Input for this task:
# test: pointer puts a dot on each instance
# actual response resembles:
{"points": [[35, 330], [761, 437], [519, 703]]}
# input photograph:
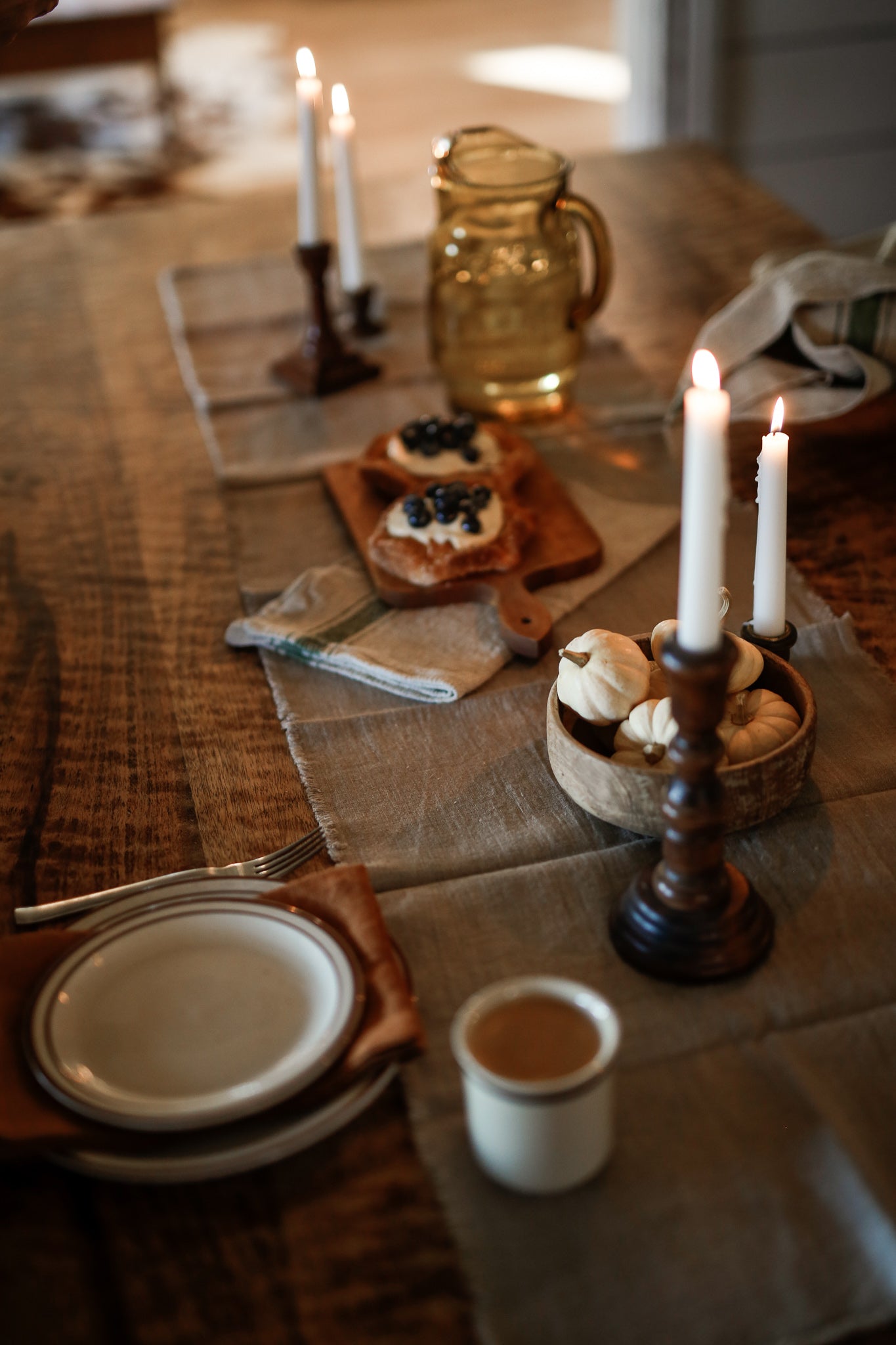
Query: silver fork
{"points": [[274, 865]]}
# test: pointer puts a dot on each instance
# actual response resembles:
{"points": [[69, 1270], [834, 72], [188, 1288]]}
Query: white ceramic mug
{"points": [[539, 1136]]}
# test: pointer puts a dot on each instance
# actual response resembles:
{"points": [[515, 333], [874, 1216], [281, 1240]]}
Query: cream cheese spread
{"points": [[448, 462], [490, 523]]}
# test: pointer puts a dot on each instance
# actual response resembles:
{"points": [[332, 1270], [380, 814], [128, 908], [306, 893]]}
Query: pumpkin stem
{"points": [[740, 716], [580, 659]]}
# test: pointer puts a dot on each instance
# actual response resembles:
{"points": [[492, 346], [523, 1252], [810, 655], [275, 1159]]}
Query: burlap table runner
{"points": [[753, 1193]]}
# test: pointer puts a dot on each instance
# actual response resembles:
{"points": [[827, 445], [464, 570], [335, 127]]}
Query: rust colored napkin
{"points": [[343, 898]]}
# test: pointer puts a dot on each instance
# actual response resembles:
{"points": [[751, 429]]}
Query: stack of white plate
{"points": [[192, 1011]]}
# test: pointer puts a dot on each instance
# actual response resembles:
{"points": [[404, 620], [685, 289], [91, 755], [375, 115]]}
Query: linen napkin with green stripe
{"points": [[819, 327], [331, 617]]}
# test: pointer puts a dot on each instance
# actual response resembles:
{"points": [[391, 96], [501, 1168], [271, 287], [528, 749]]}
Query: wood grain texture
{"points": [[135, 741]]}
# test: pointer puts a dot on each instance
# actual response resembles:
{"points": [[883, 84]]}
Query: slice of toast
{"points": [[391, 479], [435, 563]]}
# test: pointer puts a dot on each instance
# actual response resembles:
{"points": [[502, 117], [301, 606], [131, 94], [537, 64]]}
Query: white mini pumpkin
{"points": [[747, 667], [606, 677], [644, 738], [754, 724]]}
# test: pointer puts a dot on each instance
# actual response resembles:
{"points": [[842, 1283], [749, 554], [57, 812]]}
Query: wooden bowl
{"points": [[633, 798]]}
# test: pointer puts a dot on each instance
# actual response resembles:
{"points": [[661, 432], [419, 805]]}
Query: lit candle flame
{"points": [[305, 64], [704, 372]]}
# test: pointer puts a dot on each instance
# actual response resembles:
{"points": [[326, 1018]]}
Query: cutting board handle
{"points": [[526, 622]]}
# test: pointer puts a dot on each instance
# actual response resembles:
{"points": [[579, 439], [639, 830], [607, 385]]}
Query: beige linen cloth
{"points": [[331, 618], [752, 1197], [819, 327], [227, 324]]}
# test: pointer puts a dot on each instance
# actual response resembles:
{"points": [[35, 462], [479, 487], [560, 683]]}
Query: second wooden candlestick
{"points": [[692, 916], [322, 365]]}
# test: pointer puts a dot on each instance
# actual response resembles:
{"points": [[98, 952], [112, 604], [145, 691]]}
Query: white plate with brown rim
{"points": [[194, 1009]]}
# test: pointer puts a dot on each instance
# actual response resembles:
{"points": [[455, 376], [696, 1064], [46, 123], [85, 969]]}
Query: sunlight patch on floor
{"points": [[566, 72]]}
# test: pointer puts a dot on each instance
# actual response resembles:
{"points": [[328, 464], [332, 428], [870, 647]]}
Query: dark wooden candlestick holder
{"points": [[360, 303], [322, 365], [779, 645], [692, 916]]}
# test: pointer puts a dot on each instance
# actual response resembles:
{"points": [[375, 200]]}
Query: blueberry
{"points": [[465, 427]]}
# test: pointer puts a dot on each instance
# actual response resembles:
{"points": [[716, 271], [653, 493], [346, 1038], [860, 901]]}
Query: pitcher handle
{"points": [[602, 254]]}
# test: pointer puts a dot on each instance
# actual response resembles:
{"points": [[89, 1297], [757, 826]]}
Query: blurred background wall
{"points": [[108, 102]]}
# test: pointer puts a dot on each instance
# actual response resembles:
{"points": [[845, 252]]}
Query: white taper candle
{"points": [[308, 100], [771, 531], [704, 508], [351, 257]]}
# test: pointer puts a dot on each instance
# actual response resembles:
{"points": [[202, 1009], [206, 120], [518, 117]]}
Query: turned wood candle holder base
{"points": [[359, 303], [779, 645], [695, 942], [692, 916], [322, 365]]}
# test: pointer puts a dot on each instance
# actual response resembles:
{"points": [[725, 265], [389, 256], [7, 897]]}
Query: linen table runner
{"points": [[228, 323], [753, 1193]]}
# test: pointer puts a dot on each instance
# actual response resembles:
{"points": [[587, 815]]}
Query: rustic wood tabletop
{"points": [[136, 741]]}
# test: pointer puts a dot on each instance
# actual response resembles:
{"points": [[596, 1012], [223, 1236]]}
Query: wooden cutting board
{"points": [[565, 546]]}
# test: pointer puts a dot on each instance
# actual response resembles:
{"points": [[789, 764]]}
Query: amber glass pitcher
{"points": [[507, 305]]}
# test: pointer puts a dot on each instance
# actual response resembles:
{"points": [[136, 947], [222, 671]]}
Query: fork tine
{"points": [[292, 856], [286, 866], [286, 849]]}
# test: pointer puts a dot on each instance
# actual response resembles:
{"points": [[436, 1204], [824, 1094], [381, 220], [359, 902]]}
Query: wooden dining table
{"points": [[137, 743]]}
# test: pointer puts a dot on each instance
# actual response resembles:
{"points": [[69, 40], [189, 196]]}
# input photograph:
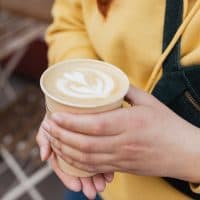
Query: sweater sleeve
{"points": [[67, 36]]}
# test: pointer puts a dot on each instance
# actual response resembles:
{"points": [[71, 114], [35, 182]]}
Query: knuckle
{"points": [[140, 122], [99, 127], [85, 147]]}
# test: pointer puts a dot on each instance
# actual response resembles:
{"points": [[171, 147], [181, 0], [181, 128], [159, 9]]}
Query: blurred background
{"points": [[23, 57]]}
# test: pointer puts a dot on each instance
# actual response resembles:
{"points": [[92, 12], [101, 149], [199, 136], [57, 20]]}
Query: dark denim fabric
{"points": [[179, 87]]}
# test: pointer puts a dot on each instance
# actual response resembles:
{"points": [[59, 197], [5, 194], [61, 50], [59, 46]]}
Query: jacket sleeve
{"points": [[67, 36]]}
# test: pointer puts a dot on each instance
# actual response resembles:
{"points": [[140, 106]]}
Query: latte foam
{"points": [[84, 83], [80, 84]]}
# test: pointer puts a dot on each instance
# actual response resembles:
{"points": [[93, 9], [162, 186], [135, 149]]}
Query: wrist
{"points": [[191, 163]]}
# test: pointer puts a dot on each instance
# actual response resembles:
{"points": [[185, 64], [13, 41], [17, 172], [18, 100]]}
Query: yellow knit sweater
{"points": [[128, 34]]}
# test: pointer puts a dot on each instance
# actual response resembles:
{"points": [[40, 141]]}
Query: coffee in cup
{"points": [[83, 86]]}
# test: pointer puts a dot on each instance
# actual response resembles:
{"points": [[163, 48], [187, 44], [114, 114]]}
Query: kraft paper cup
{"points": [[54, 105]]}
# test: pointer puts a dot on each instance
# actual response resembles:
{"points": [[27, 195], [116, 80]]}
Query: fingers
{"points": [[43, 142], [72, 183], [99, 182], [136, 96], [96, 124], [88, 188], [91, 168], [86, 158], [81, 142]]}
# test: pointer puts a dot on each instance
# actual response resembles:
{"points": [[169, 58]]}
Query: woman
{"points": [[138, 36]]}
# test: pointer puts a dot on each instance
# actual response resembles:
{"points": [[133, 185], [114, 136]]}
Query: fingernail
{"points": [[56, 117], [46, 126], [109, 177], [43, 153]]}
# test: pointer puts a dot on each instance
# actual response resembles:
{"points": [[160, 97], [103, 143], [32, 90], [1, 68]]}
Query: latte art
{"points": [[85, 84], [89, 83]]}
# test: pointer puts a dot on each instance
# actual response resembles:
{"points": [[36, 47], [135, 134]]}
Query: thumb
{"points": [[44, 145], [136, 96]]}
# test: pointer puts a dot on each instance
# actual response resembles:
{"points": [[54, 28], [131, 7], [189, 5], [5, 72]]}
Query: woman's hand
{"points": [[89, 186], [146, 139]]}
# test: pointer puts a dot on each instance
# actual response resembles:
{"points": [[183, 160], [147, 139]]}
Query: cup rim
{"points": [[67, 103]]}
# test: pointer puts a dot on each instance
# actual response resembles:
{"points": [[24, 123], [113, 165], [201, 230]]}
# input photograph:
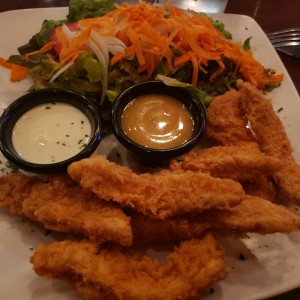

What you will do: Identify each line in the items above that contains the word "plate", and copy every one of those lines in full.

Solved problem:
Query: stack of white plate
Query: white plate with brown rim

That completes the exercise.